• **GIVEN TASK A**
According to the book review, what are the names of the two protagonists?
• **GIVEN TASK B**
Name every action that the book review says the reviewer enjoyed listening to Tommy and Natasha do in the car.
• **GIVEN TASK C**
Write out the book review's wording from "Jesse J. Thoma" to "the best ending.".

• **PAGE**
»»

Jesse J. Thoma brings two stories to life in parallel, one being the work and dynamics of the new ride-along program and how the two protagonists deal with it, and the other the romance between the two. I loved both parts. I liked riding along in the car with Tommy and Natasha and listening to them argue, fight and reach out to each other, and watching them slowly develop into a good team. They challenge not only their partner’s work but their own to make the program a success and convince other police officers that it has many positive sides. The descriptions of the situations the two get into are narrated very well and kept me on the edge of my seat hoping for the best ending.

««

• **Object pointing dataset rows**
»»

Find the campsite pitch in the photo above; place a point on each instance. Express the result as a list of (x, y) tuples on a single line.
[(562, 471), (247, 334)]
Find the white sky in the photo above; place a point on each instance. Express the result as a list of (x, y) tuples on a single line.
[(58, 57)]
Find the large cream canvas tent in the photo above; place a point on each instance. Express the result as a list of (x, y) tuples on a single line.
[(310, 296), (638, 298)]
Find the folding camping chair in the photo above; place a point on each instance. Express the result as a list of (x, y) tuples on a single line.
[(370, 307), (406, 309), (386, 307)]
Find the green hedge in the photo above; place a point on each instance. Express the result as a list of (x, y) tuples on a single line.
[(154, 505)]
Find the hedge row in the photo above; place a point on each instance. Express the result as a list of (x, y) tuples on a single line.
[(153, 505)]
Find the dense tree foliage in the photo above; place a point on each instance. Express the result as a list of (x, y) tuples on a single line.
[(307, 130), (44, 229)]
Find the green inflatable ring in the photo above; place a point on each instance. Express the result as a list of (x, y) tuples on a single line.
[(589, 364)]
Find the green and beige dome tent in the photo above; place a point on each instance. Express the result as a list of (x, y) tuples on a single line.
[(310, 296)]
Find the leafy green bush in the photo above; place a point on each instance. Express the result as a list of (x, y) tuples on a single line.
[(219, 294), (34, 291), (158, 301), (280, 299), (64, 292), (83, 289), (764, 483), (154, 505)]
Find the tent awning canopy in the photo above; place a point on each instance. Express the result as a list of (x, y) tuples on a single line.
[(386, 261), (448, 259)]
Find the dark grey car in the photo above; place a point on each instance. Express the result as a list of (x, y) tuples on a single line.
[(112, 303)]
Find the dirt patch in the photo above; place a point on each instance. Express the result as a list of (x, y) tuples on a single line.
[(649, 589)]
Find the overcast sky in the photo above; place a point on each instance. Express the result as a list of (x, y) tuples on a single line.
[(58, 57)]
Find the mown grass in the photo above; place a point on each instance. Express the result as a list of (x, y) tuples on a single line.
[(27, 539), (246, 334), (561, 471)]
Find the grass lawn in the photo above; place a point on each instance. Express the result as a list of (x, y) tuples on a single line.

««

• **ANSWER A**
Tommy and Natasha.

• **ANSWER B**
Argue, fight, and reach out to each other.

• **ANSWER C**
Jesse J. Thoma brings two stories to life in parallel, one being the work and dynamics of the new ride-along program and how the two protagonists deal with it, and the other the romance between the two. I loved both parts. I liked riding along in the car with Tommy and Natasha and listening to them argue, fight and reach out to each other, and watching them slowly develop into a good team. They challenge not only their partner’s work but their own to make the program a success and convince other police officers that it has many positive sides. The descriptions of the situations the two get into are narrated very well and kept me on the edge of my seat hoping for the best ending.